• Records from a data collection:
────────

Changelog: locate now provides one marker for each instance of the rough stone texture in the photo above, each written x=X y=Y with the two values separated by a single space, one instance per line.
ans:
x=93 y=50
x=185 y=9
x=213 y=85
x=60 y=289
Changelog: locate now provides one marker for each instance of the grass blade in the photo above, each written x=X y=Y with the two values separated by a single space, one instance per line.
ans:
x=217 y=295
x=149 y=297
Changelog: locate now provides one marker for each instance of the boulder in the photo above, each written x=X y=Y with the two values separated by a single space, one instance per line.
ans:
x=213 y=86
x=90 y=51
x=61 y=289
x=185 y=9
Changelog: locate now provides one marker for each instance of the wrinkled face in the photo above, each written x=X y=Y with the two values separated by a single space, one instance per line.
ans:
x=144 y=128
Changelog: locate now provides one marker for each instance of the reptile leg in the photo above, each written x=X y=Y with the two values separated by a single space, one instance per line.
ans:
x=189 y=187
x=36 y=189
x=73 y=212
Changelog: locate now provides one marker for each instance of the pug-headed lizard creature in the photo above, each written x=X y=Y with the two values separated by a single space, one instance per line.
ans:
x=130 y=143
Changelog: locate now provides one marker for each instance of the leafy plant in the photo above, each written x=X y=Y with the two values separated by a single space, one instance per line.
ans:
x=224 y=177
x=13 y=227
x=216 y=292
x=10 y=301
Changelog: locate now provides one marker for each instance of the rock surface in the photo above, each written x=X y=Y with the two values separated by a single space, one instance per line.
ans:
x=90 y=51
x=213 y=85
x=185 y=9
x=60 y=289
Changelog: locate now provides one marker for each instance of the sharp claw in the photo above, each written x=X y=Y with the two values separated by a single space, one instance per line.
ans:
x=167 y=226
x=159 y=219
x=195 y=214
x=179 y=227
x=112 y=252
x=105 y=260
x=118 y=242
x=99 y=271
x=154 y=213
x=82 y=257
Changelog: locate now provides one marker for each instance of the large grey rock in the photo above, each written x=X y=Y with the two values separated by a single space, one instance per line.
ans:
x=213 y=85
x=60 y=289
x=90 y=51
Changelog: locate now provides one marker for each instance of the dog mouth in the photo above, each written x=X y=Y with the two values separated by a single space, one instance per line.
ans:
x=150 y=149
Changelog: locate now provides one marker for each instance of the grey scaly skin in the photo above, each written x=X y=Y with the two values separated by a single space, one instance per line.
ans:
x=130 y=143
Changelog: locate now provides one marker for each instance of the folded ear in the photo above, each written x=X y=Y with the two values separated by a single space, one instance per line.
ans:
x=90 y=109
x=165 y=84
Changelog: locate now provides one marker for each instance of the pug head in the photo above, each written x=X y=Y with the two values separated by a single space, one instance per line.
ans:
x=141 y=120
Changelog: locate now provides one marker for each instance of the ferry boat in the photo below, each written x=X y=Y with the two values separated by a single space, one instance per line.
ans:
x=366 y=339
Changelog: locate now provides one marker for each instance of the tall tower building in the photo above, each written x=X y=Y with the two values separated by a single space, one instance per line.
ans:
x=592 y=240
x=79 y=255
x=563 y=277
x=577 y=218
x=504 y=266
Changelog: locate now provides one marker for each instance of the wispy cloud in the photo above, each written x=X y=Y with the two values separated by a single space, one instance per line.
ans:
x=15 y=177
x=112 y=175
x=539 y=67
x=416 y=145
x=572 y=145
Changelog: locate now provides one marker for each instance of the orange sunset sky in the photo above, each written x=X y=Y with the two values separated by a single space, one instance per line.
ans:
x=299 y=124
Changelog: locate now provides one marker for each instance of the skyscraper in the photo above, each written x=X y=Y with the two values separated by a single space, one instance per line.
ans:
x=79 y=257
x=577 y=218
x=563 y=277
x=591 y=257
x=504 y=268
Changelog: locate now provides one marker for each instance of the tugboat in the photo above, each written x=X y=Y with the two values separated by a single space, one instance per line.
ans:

────────

• EXERCISE AIM: Write the entries out once more, exactly as they were given.

• EXPECTED ANSWER:
Changelog: locate now provides one marker for each instance of the rough stone texture in the photo above, each written x=X y=Y with the two values separated by a single space, one instance per line.
ans:
x=93 y=50
x=185 y=9
x=213 y=85
x=60 y=289
Changelog: locate now provides one marker for each instance of the grass blade in the photo above, each written x=X y=Y with the two values separated by a single space, one instance per line.
ans:
x=217 y=295
x=149 y=297
Changelog: locate now provides one marker for each instance of the boulder in the photo above, each written x=X y=Y with the two values separated by a single space, one instance per line.
ans:
x=213 y=86
x=90 y=51
x=61 y=289
x=185 y=9
Changelog: locate now provides one marker for each instance of the wrinkled face in the photo above, each written x=X y=Y with the two values separated by a single space, one instance per line.
ans:
x=144 y=128
Changelog: locate now provides one marker for each instance of the reptile leg in the photo above, each written x=X y=Y with the two values separated by a single space, one instance per line.
ans:
x=189 y=187
x=36 y=189
x=73 y=212
Changelog: locate now provides one marker for each instance of the pug-headed lizard creature in the photo above, each written x=X y=Y with the two values separated by a single space, one instance per line.
ans:
x=130 y=143
Changelog: locate now provides one marker for each instance of the leafy plant in the photo above, each written x=X y=Y with the two values separated by a single space, one instance per line.
ans:
x=224 y=177
x=13 y=227
x=216 y=292
x=10 y=301
Changelog: locate now provides one marker for each instance of the rock surface in the photo above, each written x=X y=Y with the two values separated by a single space, one instance per line.
ans:
x=90 y=51
x=213 y=85
x=185 y=9
x=60 y=289
Changelog: locate now provides one marker for each instance of the sharp claw in the photo above, each written x=X y=Y with the two values separated by a single space, one instance per line.
ans:
x=167 y=226
x=159 y=219
x=195 y=214
x=179 y=227
x=112 y=252
x=105 y=260
x=118 y=242
x=99 y=271
x=154 y=213
x=82 y=257
Changelog: locate now provides one marker for each instance of the large grey rock in the photo above, each written x=X y=Y with the two values separated by a single space, one instance per line.
ans:
x=213 y=85
x=60 y=289
x=90 y=51
Changelog: locate now provides one marker for each instance of the dog mouth in the photo above, each written x=X y=Y with the two values separated by a single space, one instance per line.
ans:
x=150 y=149
Changelog: locate now provides one marker for each instance of the grey scaly skin in the photo above, each written x=X y=Y with the two values separated by a single space, one instance per line.
ans:
x=130 y=143
Changelog: locate now provides one marker for each instance of the folded ear in the photo above, each written x=X y=Y with the two values separated by a single space, one instance per line.
ans:
x=90 y=109
x=165 y=84
Changelog: locate now provides one marker for each instance of the pug head in the photo above, each written x=X y=Y with the two values separated by a single space, one instance per line.
ans:
x=141 y=120
Changelog: locate now provides one marker for each instance of the ferry boat in the photo below, each written x=X y=Y with the two values separated by a single space, one instance per line.
ans:
x=366 y=339
Changelog: locate now provides one marker for each instance of the tall tower building in the photo above, each written x=X y=Y with the two values separated by a single space, one instance per line.
ans:
x=592 y=240
x=79 y=255
x=563 y=277
x=577 y=218
x=504 y=266
Changelog: locate now provides one marker for each instance of the wispy cloud in the photo above, each written x=X y=Y with the two values separated by a single space, one instance per line.
ans:
x=15 y=177
x=112 y=175
x=539 y=67
x=416 y=145
x=572 y=145
Changelog: locate now provides one marker for each instance of the orange sunset sky in the photo above, each written x=X y=Y with the two values separated by a single space, one instance per line.
ans:
x=299 y=124
Changelog: locate now provides one marker for each instance of the skyscraper in the photo above, each written x=X y=Y with the two values separated by a single space, one instance per line.
ans:
x=79 y=257
x=577 y=218
x=563 y=277
x=591 y=257
x=504 y=268
Changelog: locate now provides one marker for each instance of the tugboat in the photo above, each written x=X y=Y with the two values separated by a single space, one instance per line.
ans:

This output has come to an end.